* [Supplied material]
__________

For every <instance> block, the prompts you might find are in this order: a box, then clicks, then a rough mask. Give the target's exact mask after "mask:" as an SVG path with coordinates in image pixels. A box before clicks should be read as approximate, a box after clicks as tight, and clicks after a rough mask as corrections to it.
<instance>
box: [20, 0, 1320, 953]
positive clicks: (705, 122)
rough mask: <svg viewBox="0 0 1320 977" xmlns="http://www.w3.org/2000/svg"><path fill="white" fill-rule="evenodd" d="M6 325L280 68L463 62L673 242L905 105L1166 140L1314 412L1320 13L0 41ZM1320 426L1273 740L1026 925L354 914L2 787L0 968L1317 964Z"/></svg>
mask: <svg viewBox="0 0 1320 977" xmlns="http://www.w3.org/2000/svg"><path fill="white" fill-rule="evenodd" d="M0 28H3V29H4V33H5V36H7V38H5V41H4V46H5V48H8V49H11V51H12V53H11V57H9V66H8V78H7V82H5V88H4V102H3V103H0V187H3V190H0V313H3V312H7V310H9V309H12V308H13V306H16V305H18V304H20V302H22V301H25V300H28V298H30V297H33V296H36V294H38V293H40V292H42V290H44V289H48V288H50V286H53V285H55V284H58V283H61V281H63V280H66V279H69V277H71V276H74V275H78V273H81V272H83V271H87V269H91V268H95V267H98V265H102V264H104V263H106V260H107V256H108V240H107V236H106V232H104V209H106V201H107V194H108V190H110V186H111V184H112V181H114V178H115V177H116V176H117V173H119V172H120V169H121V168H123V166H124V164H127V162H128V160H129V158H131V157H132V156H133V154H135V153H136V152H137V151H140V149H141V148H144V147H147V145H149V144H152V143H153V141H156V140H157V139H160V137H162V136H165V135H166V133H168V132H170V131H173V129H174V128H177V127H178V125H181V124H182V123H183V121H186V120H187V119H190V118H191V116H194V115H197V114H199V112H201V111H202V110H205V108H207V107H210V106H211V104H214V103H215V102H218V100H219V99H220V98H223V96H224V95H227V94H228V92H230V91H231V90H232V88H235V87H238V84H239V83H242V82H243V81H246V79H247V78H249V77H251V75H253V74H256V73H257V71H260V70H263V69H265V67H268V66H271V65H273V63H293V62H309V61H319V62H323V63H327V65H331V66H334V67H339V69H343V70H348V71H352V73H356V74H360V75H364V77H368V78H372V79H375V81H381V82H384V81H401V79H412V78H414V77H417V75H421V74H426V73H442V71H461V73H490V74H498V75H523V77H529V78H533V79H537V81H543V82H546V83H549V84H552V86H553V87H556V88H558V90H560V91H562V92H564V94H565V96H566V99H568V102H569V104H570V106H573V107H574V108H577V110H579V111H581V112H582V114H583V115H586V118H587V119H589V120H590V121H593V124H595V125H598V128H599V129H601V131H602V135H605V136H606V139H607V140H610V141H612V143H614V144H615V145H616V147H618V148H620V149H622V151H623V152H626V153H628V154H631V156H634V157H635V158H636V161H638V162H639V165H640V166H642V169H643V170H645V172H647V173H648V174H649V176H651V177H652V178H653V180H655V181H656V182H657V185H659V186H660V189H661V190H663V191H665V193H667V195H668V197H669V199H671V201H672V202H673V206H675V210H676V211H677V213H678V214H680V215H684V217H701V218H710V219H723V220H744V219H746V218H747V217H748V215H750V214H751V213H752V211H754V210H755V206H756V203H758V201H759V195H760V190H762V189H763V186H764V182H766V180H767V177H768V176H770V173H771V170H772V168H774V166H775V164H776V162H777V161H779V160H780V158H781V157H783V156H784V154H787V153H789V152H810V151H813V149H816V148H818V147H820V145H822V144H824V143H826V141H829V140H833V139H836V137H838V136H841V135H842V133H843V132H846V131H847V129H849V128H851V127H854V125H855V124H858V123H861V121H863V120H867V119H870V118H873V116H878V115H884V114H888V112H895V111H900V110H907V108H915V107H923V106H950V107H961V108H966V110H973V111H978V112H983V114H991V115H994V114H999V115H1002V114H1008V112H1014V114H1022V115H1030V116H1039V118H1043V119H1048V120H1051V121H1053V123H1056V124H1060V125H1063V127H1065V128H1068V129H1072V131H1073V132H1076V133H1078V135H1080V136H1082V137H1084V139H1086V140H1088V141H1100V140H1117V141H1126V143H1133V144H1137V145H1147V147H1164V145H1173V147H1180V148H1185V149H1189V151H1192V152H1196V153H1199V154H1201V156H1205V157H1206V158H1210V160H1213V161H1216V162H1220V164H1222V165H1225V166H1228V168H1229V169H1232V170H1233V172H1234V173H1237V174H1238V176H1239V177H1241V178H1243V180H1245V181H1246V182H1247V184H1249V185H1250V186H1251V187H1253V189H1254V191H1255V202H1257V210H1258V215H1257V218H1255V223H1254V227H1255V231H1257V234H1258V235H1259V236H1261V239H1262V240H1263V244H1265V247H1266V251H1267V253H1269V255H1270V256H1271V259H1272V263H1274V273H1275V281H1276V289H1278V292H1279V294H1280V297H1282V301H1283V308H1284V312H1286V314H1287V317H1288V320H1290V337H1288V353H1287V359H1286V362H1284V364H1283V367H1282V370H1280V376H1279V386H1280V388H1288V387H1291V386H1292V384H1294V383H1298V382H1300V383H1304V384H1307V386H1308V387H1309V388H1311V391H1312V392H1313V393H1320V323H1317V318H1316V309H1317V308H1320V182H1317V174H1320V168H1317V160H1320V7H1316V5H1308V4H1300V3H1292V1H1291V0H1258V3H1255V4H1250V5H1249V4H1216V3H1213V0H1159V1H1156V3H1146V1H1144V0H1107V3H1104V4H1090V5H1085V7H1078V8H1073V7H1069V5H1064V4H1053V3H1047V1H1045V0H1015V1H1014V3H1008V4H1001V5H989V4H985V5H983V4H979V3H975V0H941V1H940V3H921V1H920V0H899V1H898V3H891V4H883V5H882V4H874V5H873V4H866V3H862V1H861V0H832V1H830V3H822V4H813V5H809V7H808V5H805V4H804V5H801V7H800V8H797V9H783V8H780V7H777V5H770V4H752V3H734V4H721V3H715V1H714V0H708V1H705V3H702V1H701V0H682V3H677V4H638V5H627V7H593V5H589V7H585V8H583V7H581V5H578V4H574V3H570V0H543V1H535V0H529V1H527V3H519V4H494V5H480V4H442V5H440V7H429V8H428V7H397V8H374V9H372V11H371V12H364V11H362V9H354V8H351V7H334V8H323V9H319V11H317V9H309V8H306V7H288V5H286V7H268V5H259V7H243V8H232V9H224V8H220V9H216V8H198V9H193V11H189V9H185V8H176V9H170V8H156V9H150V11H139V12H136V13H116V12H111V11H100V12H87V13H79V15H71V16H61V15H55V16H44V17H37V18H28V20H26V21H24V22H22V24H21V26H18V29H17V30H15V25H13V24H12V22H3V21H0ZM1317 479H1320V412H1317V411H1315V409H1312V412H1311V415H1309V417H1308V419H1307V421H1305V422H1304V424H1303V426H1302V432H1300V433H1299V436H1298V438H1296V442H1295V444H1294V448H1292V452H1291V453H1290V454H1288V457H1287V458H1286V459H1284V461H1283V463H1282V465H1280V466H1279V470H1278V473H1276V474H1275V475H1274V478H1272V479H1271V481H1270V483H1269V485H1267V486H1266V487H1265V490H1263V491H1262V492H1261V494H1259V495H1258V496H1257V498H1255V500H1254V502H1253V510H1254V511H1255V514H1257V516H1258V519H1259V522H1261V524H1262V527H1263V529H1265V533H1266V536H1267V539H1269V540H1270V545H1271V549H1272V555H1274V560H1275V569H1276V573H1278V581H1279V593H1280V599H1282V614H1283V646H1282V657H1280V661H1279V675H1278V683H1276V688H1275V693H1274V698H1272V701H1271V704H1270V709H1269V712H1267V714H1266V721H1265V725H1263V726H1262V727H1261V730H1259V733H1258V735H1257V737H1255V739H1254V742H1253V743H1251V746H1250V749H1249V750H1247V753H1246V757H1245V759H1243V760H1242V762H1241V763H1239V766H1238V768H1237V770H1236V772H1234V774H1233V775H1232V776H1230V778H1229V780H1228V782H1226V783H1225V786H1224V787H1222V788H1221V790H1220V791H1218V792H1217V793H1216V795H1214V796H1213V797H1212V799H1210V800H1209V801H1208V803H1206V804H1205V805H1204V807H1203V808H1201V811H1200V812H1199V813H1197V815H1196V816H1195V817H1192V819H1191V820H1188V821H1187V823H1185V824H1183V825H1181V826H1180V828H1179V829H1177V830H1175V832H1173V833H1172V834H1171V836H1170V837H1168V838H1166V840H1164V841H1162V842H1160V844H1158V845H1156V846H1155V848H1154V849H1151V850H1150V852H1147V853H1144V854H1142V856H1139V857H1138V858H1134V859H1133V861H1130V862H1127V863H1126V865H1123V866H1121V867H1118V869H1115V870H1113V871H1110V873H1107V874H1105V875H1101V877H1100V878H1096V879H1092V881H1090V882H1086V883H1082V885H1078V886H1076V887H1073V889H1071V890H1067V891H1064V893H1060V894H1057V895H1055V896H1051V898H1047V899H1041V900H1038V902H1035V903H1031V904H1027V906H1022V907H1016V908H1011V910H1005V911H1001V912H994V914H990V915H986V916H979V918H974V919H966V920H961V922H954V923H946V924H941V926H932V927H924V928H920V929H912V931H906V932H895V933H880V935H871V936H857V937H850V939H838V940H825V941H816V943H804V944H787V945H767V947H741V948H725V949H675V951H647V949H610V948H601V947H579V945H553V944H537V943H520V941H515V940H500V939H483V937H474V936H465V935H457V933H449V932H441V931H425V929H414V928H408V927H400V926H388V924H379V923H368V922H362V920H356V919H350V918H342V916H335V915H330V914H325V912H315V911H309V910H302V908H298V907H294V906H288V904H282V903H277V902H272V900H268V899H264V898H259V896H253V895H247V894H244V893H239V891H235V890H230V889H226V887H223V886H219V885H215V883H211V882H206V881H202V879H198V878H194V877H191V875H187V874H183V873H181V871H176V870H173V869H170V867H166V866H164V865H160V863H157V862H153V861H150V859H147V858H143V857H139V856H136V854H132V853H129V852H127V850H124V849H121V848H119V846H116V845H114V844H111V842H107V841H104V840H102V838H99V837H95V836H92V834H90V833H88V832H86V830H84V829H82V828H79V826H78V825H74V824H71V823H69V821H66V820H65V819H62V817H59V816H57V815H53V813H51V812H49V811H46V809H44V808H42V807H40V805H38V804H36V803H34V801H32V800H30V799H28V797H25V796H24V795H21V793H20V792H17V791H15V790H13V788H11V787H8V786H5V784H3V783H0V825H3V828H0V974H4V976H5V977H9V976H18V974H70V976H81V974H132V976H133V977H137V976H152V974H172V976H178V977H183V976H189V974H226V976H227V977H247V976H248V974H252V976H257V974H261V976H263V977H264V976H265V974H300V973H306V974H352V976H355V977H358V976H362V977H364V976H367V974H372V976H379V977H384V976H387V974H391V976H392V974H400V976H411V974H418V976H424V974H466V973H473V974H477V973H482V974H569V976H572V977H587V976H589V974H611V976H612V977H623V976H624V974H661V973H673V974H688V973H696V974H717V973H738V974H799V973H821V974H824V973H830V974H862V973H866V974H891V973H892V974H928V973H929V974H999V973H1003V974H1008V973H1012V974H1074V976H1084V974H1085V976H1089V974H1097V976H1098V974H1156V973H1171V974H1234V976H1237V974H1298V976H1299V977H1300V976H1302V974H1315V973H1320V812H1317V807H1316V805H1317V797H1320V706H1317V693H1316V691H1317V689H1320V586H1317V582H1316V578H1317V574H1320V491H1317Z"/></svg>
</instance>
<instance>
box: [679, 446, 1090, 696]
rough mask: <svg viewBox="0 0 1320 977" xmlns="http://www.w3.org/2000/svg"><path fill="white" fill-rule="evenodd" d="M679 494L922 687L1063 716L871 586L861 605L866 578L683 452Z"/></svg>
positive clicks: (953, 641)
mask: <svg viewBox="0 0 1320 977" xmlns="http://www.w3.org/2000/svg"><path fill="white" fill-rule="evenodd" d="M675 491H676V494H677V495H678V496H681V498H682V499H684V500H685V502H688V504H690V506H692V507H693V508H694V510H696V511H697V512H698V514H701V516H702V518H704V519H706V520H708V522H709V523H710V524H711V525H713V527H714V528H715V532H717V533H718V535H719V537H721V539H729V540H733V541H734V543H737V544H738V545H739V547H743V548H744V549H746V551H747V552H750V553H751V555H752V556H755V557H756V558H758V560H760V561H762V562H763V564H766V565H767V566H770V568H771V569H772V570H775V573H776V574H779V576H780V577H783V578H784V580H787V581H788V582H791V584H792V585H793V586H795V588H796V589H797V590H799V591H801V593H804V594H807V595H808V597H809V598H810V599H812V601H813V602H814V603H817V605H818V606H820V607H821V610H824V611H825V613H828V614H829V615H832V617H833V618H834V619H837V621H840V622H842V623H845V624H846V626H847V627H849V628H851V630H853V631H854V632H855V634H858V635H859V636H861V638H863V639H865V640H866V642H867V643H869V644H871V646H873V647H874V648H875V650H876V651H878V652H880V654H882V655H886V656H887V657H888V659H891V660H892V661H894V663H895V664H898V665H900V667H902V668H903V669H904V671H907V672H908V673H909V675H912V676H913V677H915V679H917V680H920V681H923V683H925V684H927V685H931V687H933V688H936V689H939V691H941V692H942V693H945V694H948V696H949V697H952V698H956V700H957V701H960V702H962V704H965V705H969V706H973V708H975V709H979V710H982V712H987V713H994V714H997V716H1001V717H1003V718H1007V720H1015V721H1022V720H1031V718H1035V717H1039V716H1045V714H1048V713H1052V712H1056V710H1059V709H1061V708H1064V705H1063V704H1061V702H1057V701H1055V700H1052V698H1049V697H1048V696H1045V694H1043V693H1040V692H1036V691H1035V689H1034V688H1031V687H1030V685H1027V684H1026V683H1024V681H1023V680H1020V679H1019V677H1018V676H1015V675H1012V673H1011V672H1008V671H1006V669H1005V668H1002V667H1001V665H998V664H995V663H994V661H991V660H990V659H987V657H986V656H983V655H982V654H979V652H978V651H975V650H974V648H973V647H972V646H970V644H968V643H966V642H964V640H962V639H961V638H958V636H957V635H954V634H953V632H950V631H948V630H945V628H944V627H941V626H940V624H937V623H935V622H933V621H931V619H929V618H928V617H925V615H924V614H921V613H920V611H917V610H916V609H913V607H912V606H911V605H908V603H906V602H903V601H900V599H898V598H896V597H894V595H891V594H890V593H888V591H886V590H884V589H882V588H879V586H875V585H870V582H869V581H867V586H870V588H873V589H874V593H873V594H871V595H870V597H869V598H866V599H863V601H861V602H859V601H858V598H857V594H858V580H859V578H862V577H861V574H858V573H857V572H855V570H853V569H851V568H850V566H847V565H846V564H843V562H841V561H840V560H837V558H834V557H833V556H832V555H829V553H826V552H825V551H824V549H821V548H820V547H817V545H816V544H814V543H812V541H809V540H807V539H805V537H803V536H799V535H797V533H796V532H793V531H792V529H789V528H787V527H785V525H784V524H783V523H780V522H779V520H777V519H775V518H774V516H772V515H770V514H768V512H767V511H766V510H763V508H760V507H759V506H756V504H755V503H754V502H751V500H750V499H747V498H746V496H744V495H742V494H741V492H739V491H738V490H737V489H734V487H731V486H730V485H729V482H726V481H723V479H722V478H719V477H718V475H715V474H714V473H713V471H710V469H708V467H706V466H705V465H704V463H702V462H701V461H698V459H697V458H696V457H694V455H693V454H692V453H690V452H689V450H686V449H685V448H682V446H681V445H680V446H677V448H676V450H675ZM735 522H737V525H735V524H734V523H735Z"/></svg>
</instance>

__________

* [Assigned task]
The first line of the entries above marks where to begin; repeat each line exactly through the one that contains "positive clicks: (705, 122)", and include that line.

* [Response area]
For every <instance> block, the prompts you might find are in this order: a box, then clicks, then a rough mask. Give the target's exact mask after "mask:" as an SVG path with coordinates in image pixels. A box before clicks should be read as approximate, a box after clicks as tight, and clicks after a rough mask as corrections to it.
<instance>
box: [20, 0, 1320, 953]
positive clicks: (705, 122)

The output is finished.